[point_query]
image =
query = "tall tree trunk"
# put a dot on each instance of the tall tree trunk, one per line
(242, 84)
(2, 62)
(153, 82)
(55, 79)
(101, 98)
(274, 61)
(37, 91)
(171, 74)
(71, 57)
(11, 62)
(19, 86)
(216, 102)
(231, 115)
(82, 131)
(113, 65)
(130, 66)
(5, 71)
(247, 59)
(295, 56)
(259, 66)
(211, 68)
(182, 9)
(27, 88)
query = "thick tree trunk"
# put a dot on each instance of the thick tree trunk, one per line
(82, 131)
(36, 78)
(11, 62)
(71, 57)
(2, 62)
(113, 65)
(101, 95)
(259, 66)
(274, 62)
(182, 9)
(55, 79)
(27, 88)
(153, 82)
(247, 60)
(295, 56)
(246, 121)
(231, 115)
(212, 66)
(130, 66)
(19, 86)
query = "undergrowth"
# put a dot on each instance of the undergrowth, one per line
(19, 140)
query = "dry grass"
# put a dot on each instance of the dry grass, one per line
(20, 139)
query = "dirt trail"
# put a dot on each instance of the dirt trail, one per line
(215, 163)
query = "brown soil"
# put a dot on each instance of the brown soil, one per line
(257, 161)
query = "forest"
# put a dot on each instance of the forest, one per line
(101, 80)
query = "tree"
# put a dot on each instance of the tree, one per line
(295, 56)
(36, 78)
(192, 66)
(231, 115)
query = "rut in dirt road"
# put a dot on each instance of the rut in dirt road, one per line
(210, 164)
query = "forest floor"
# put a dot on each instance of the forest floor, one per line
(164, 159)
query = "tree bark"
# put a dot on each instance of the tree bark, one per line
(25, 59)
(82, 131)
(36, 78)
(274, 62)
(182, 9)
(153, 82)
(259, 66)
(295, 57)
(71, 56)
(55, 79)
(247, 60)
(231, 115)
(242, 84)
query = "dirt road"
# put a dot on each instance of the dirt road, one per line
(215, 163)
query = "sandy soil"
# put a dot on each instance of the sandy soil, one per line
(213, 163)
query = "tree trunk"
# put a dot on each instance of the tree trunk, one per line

Your assignment: Down to the last line, copy the entries above exactly.

Problem solution:
[point_query]
image =
query = "tall tree trunk"
# put a dot on each instance of the tall tree trunk, one per line
(242, 84)
(2, 62)
(153, 82)
(55, 79)
(101, 98)
(274, 61)
(37, 91)
(171, 74)
(71, 57)
(11, 62)
(19, 86)
(216, 102)
(231, 115)
(82, 131)
(113, 65)
(130, 66)
(5, 71)
(247, 59)
(295, 56)
(259, 66)
(211, 68)
(182, 9)
(27, 88)
query = "thick tree trunk"
# put a dot on each instance of the thick tree trunk, one per line
(82, 131)
(36, 78)
(11, 62)
(71, 57)
(2, 62)
(113, 65)
(101, 95)
(259, 66)
(274, 62)
(182, 9)
(55, 79)
(27, 88)
(153, 82)
(247, 60)
(295, 56)
(246, 121)
(231, 115)
(212, 66)
(130, 66)
(19, 86)
query = "undergrowth"
# put a dot on each instance of the undergrowth, one per line
(19, 140)
query = "dry grass"
# put a dot on each instance of the dry grass, one per line
(20, 139)
query = "dirt trail"
# put a dot on each instance of the dirt trail, one per line
(215, 163)
query = "brown soil"
# put a dot on each instance of the brown soil, one per line
(257, 161)
query = "forest"
# put a dot on each instance of the forest, one per line
(101, 80)
query = "tree"
# put a dot on each instance of the tree, one per line
(295, 56)
(36, 78)
(192, 66)
(231, 115)
query = "rut in dirt road"
# put a dot on each instance of the rut in dirt road, one per line
(210, 164)
query = "forest floor"
# put a dot on each instance of the forest floor, one per line
(164, 159)
query = "tree bark"
# put a dot on each instance of the tree bark, one per line
(25, 59)
(82, 131)
(36, 78)
(274, 62)
(182, 9)
(153, 82)
(259, 66)
(295, 57)
(71, 56)
(55, 79)
(247, 60)
(231, 115)
(242, 84)
query = "dirt road"
# put a dot on each instance of the dirt road, one per line
(215, 163)
query = "sandy soil"
# put a dot on each instance of the sandy soil, one per line
(213, 163)
query = "tree trunk"
# put a dot on each instance of the tree trunk, one per line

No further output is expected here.